* START DOCUMENT PASSAGE *

Administration resistance to a negotiated settlement partly rested on the conviction that, despite relying on the unpopular Diem, U.S. sponsored anticommunist military and political actions were showing positive signs—or at least that’s what American officials in Saigon were telling McNamara. At a March hearing before the House Appropriations Committee, which was considering the annual foreign aid budget, McNamara voiced unqualified optimism about U.S. policy in Vietnam. In fact, he saw a definite endpoint without the need for U.S. ground forces. Vietnam’s troops, aided by U.S. advisers, were “terminating subversion, covert aggression and combat operations.”

When Secretary of the Army Elvis Stahr returned from a visit to Vietnam in April, he reported that the Vietnamese were “greatly encouraged by our policy toward them and by our strong support. Slowly but surely they are working out the techniques of counter-insurgency and of civic action.” The South Vietnamese army was becoming an effective fighting force. Harkins and Nolting were working well together, and since Stahr had served for two years in Asia during World War II and recently spent much time focused on the problems of the Far East, he was able to make authoritative judgments on conditions in Vietnam, or so he and others were ready to believe. At the same time, a U.S. Embassy official who visited four South Vietnamese provinces, where he spoke with various officials and local residents, saw the great likelihood of a substantial improvement of security in a year or two. Things were “not too rosy” at the moment, but “we are moving in the right direction.” Sterling Cottrell, the director of a Defense Department task force on Vietnam, returned from meetings in Saigon convinced that “we have found the right formula.”

A four-day visit to South Vietnam by McNamara from May 8 to 11 gave added support to rising hopes. But McNamara’s inspection tour was not an excursion by a commonly tough-minded skeptic; rather, it was a ceremonial glimpse at the war front as portrayed to him by General Harkins, who was intent on persuading him that they could defeat the Viet Cong. When Harkins looked at a briefing map showing more areas under communist control than he wished McNamara to see, he directed a junior officer to doctor the map, which then gave the secretary a much brighter picture of the fighting. As eager for a victory as Harkins, McNamara uncritically accepted what he was shown and signed off on a Defense Department report describing an atmosphere of restrained optimism in every area he visited. In Pentagon-speak, McNamara declared that “victory is clearly attainable through the mechanisms that are now in motion.” The whole operation from McNamara down was at best an exercise in auto-intoxication and at worst a use of unmitigated deception. If the facts did not support a rosy war scenario, Harkins was determined to make it appear that way and McNamara was all too ready to embrace good news.

* END DOCUMENT PASSAGE *
* START DATASET RECORDS *

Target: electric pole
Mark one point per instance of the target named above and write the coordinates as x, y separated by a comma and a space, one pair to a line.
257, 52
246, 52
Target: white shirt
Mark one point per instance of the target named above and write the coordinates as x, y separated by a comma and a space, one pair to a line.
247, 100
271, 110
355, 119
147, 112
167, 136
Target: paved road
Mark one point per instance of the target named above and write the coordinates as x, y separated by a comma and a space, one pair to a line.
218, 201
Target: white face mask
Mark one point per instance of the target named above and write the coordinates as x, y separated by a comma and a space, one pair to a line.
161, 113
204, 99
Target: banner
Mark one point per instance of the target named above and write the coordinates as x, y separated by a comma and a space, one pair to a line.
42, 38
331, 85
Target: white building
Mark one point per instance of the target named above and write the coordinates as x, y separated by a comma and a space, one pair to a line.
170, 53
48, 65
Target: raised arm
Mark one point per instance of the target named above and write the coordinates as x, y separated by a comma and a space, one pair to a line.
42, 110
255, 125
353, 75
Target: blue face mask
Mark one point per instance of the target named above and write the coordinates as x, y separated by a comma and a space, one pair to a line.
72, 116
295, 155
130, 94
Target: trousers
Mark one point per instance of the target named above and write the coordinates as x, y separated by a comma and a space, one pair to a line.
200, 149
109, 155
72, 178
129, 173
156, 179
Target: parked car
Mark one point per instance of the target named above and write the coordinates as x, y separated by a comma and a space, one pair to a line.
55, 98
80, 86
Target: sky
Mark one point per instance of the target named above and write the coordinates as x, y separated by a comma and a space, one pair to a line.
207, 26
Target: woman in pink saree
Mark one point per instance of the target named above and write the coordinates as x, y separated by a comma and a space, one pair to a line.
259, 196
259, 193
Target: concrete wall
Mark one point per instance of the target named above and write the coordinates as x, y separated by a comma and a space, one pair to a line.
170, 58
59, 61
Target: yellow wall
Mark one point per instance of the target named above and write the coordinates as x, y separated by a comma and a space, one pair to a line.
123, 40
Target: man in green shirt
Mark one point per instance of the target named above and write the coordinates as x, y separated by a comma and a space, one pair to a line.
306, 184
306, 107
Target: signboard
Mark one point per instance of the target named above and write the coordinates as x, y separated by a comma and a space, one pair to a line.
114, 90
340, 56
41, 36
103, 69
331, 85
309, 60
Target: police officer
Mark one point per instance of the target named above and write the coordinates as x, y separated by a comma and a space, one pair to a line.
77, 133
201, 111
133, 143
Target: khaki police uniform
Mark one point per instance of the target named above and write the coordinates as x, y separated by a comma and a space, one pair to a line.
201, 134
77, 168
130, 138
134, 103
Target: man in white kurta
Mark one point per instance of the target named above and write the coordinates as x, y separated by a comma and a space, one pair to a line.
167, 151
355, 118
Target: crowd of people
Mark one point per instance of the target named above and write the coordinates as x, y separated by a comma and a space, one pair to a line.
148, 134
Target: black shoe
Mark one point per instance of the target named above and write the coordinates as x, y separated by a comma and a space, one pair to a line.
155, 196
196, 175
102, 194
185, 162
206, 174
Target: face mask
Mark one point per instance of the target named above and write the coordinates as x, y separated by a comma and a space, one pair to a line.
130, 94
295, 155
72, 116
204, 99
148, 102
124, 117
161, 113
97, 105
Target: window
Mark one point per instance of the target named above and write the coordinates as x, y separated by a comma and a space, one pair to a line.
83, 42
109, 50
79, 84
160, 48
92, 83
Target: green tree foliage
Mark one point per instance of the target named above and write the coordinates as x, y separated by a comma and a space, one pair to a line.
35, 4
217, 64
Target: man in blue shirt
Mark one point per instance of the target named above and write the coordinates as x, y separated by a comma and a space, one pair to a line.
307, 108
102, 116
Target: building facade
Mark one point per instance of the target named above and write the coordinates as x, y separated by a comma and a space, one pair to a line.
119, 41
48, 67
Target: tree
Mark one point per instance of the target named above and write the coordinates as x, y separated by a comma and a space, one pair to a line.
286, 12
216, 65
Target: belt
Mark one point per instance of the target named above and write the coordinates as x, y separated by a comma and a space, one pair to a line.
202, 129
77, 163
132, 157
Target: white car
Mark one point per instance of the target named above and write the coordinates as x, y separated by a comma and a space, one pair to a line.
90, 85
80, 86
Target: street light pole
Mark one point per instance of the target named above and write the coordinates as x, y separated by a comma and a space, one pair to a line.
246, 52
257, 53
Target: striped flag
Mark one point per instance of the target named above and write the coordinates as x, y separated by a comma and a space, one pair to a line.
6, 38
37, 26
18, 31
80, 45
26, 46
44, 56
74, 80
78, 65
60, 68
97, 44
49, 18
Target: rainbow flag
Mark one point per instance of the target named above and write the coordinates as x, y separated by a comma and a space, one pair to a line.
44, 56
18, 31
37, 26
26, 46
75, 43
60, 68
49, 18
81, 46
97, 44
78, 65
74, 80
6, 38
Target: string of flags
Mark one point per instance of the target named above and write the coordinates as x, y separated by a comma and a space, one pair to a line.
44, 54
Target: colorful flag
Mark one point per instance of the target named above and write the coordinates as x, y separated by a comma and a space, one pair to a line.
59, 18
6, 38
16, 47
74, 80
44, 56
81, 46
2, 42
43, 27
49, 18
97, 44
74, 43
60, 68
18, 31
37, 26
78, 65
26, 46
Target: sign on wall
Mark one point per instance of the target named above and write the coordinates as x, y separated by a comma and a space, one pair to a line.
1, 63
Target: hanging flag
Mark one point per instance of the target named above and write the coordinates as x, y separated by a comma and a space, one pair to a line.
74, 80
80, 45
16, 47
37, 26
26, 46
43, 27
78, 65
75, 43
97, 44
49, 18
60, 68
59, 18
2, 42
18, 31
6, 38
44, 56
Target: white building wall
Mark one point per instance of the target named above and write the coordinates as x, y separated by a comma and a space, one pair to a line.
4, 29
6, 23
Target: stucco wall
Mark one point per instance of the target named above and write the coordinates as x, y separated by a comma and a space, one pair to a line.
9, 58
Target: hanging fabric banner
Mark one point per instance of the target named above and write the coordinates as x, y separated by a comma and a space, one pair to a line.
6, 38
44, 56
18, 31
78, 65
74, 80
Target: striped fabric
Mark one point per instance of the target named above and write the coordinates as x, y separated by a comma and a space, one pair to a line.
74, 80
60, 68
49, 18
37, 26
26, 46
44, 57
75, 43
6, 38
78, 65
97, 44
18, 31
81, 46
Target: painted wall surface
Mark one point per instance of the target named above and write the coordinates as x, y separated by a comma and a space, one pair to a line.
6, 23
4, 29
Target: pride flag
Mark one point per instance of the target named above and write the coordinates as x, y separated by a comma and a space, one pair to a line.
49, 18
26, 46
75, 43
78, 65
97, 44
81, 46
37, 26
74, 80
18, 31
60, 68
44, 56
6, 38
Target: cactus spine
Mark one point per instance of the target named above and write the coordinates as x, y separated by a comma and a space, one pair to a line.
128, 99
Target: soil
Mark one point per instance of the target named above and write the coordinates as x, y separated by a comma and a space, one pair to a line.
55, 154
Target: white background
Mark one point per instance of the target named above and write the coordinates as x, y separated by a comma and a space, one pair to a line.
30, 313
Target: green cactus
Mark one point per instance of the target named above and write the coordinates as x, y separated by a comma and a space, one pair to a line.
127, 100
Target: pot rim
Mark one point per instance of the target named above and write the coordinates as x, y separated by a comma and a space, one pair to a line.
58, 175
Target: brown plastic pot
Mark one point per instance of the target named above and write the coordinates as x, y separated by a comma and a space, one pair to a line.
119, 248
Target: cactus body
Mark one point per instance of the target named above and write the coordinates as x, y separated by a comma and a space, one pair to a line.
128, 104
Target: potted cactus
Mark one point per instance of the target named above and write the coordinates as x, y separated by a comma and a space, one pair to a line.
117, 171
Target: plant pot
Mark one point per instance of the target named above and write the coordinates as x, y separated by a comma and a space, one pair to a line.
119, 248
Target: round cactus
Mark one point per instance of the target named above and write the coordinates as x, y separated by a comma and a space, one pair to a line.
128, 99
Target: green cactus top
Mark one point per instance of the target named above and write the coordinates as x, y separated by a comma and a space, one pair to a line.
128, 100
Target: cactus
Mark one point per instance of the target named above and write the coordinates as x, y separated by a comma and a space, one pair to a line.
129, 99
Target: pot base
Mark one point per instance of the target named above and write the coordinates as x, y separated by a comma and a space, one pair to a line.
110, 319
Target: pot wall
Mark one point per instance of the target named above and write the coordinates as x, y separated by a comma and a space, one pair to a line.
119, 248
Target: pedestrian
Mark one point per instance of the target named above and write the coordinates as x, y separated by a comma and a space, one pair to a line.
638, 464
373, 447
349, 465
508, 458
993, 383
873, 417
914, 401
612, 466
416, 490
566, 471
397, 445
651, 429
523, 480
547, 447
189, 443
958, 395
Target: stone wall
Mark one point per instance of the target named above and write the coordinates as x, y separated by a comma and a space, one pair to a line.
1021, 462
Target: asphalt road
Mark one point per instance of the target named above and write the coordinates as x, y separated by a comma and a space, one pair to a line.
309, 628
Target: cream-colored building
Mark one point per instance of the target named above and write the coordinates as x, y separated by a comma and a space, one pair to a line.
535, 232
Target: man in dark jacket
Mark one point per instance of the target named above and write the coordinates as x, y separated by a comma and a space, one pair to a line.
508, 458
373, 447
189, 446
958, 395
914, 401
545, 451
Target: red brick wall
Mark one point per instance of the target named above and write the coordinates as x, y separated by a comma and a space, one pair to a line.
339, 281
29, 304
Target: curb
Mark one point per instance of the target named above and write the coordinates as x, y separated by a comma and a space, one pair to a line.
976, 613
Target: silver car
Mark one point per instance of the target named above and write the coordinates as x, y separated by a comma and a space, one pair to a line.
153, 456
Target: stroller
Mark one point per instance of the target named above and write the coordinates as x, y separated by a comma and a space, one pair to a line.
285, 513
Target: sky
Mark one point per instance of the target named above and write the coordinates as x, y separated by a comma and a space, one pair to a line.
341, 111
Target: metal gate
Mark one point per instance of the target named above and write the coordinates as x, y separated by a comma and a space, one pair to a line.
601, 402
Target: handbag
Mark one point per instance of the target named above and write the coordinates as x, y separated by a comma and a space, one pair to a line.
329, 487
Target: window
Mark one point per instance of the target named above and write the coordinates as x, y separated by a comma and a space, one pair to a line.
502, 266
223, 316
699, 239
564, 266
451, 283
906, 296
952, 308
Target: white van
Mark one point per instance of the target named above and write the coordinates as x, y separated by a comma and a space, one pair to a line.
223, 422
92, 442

* END DATASET RECORDS *

→ **EXERCISE DIRECTIONS**
State whether each statement agrees with the passage about U.S. policy in Vietnam, answering yes or no and quoting the words of the passage that decide it: (a) McNamara's visit to South Vietnam lasted four days; (b) Stahr had served three years in Asia during World War II; (c) Harkins had a junior officer alter a briefing map. Rely only on the passage about U.S. policy in Vietnam, not on the data.

→ **SOLUTION TO THIS EXERCISE**
(a) Yes: "A four-day visit to South Vietnam by McNamara from May 8 to 11"
(b) No: "Stahr had served for two years in Asia during World War II"
(c) Yes: "he directed a junior officer to doctor the map"